#### What is expected:
Find each line below that contains the string "blue", matching case exactly, and copy each one in full.

====== Exercise input

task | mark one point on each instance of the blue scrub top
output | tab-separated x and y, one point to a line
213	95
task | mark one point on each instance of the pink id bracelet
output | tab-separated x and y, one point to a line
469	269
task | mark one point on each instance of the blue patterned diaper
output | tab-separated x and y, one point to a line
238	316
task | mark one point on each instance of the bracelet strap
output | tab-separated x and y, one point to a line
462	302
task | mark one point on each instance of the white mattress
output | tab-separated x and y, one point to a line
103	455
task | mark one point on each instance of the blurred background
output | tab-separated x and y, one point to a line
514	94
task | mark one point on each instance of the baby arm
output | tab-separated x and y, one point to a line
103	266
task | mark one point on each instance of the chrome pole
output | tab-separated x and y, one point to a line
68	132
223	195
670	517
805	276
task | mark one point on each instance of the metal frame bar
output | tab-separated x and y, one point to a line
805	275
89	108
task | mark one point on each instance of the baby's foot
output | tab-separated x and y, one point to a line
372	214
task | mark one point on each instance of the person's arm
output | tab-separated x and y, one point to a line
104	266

============
====== Exercise input

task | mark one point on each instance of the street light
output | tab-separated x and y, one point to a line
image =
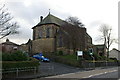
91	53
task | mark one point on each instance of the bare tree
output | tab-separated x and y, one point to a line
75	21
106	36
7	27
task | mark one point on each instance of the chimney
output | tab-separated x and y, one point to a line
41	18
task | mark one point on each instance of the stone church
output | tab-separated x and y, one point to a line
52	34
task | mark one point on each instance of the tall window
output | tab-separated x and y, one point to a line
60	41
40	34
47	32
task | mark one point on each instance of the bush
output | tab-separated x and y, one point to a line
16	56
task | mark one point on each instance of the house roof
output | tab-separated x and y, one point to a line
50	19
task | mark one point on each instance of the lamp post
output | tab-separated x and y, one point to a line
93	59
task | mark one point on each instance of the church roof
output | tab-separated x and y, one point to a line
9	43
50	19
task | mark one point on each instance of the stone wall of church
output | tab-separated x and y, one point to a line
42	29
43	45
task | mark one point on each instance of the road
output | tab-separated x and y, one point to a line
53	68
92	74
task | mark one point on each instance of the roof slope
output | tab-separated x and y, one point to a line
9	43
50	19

============

#### Solved exercise:
task | mark one point on each instance of the blue scrub top
task | mark one point on each instance of the blue patterned diaper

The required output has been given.